Each entry below is to be transcribed exactly.

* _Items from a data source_
==============================

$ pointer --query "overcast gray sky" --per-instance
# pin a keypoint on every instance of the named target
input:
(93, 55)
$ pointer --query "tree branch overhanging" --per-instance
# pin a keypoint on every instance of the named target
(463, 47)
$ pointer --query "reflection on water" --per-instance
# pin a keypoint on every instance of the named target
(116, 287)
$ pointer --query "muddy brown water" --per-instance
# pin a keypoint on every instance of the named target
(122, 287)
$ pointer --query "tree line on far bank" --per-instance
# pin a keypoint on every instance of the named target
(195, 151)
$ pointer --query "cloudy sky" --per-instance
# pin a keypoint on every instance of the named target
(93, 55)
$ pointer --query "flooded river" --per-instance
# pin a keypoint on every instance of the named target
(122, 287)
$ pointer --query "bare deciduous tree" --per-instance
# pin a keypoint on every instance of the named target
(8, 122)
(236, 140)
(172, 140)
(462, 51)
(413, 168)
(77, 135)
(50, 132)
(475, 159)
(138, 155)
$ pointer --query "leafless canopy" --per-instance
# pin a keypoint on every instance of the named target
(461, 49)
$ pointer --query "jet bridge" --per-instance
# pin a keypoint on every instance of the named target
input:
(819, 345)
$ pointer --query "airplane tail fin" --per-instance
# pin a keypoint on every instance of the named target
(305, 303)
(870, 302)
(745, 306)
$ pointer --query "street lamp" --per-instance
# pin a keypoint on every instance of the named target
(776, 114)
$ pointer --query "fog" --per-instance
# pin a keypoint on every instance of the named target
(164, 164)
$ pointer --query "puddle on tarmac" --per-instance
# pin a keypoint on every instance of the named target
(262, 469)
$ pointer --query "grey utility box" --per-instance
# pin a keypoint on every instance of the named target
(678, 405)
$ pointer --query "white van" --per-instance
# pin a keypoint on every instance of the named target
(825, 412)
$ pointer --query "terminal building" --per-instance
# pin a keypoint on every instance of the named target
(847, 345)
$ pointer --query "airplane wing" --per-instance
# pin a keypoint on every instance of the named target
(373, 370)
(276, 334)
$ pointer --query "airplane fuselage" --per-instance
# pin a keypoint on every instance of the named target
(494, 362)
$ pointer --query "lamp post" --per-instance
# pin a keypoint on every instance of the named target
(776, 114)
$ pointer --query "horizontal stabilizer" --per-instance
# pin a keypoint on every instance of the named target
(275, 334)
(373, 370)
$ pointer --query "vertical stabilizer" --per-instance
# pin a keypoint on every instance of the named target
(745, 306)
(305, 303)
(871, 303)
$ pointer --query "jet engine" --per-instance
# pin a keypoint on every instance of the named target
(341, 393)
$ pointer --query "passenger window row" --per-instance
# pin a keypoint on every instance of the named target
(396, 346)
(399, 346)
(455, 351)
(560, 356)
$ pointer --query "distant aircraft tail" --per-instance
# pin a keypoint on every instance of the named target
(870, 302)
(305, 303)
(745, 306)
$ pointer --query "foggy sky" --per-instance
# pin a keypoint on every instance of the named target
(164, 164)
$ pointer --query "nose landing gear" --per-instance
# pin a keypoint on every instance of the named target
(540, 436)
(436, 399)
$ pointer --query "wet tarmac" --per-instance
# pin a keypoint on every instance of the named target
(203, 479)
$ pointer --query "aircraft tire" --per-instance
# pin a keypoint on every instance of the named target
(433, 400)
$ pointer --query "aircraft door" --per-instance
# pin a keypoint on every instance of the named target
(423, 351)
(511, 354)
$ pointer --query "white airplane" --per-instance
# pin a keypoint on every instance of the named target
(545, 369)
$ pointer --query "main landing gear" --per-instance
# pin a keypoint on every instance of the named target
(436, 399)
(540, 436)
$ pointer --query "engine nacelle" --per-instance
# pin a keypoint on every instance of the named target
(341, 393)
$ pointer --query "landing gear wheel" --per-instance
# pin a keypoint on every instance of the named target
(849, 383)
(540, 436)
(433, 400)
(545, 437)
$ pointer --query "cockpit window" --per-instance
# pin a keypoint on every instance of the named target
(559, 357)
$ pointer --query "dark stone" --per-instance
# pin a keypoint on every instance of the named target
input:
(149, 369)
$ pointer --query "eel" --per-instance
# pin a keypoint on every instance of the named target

==============================

* _Solution_
$ pointer --query "overcast gray sky" --per-instance
# pin a keypoint on every instance of the named target
input:
(93, 55)
$ pointer --query "tree branch overhanging" --per-instance
# pin a keypoint on every instance of the named target
(463, 47)
$ pointer --query "reflection on water" --per-instance
# pin a keypoint on every instance of the named target
(116, 287)
$ pointer --query "muddy brown water" --per-instance
# pin a keypoint on every instance of the named target
(122, 287)
$ pointer --query "tree line on far bank" --per-instance
# pin a keypoint on every instance of the named target
(195, 151)
$ pointer --query "cloudy sky" --per-instance
# pin a keypoint on every instance of the named target
(93, 55)
$ pointer --query "flooded river" --per-instance
# pin a keypoint on every instance of the named target
(122, 287)
$ pointer --query "bare deciduous tree" --per-instance
# pin a keypoint on every instance of the named target
(8, 122)
(236, 140)
(172, 140)
(462, 51)
(413, 168)
(77, 135)
(50, 132)
(475, 159)
(138, 155)
$ pointer --query "leafless canopy" --per-instance
# pin a keypoint on every instance of the named target
(461, 49)
$ pointer --query "jet bridge" --per-instance
# pin a keypoint on every instance of the named target
input:
(819, 345)
$ pointer --query "airplane tail fin" --per-instance
# pin a keypoint on every instance of the named target
(305, 303)
(870, 302)
(745, 306)
$ pointer --query "street lamp" --per-instance
# pin a keypoint on every instance of the named target
(776, 114)
$ pointer --query "fog" --per-instance
# pin a keypoint on every instance of the named target
(164, 164)
$ pointer --query "puddle on tarmac" --per-instance
# pin a keypoint on every instance of the named target
(262, 469)
$ pointer --query "grey utility box" --per-instance
# pin a keypoint on every instance of the named target
(678, 405)
$ pointer --query "white van" --per-instance
# pin a keypoint on every instance of the named target
(825, 412)
$ pointer --query "terminal building" --per-instance
# pin a keypoint on every instance of the named target
(847, 345)
$ pointer --query "airplane wing" --per-instance
# pin a keypoint on every instance of the named target
(373, 370)
(276, 334)
$ pointer --query "airplane fuselage" --per-instance
# pin a keypoint on every instance of the named target
(494, 362)
$ pointer --query "lamp post" --per-instance
# pin a keypoint on every instance of the named target
(776, 114)
$ pointer --query "horizontal stabilizer" --per-instance
# pin a keypoint on every instance of the named target
(275, 334)
(373, 370)
$ pointer --query "vertical stabilizer" --per-instance
# pin a keypoint on every instance of the named target
(745, 306)
(305, 303)
(871, 303)
$ pointer --query "jet engine" --per-instance
# pin a keypoint on every instance of the named target
(341, 393)
$ pointer --query "passenger window row" --per-instance
# pin a keypoint on every instance of the named target
(396, 346)
(399, 346)
(455, 351)
(560, 356)
$ pointer --query "distant aircraft tail" --per-instance
# pin a keypoint on every instance of the named target
(870, 302)
(305, 303)
(745, 306)
$ pointer --query "foggy sky" --per-instance
# pin a keypoint on every instance of the named target
(164, 164)
$ pointer --query "nose landing gear" --per-instance
# pin a keypoint on every instance of the named target
(540, 436)
(436, 399)
$ pointer --query "wet tarmac" --per-instance
# pin a keypoint on every instance of the named target
(203, 479)
$ pointer --query "aircraft tire" --per-instance
# pin a keypoint on every instance of the named target
(433, 400)
$ pointer --query "aircraft door" --per-instance
# pin a keypoint on every instance of the named target
(423, 351)
(511, 354)
$ pointer --query "white airplane" --per-instance
# pin a keypoint on every instance of the named target
(545, 369)
$ pointer --query "main landing gear" --per-instance
# pin a keypoint on every instance of the named target
(436, 399)
(540, 436)
$ pointer --query "engine nacelle" --per-instance
# pin a keypoint on every instance of the named target
(341, 393)
$ pointer --query "landing gear wheel" --per-instance
# pin a keypoint on every instance of the named target
(849, 383)
(540, 436)
(433, 400)
(545, 437)
$ pointer --query "cockpit window" --per-instance
# pin a keypoint on every instance of the named target
(559, 357)
$ pointer --query "dark stone" --per-instance
# pin a keypoint on every instance of the named target
input:
(149, 369)
$ pointer --query "eel" --per-instance
# pin a keypoint on every instance of the named target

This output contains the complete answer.